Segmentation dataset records
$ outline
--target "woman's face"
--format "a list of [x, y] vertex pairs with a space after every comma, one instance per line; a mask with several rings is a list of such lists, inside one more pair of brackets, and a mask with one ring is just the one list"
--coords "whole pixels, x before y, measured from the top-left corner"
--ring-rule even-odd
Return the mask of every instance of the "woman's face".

» **Instructions to follow**:
Please output these lines as a numbered list, skipping any blank lines.

» **Answer below**:
1. $ outline
2. --target "woman's face"
3. --format "a list of [x, y] vertex pairs with a space after every comma, one instance per line; a mask with several rings is a list of such lists, inside one more pair of brackets, and a mask with one ring is just the one list"
4. --coords "whole pixels, x before y, measured from the top-left corner"
5. --ring-rule even-odd
6. Return the mask of every instance of the "woman's face".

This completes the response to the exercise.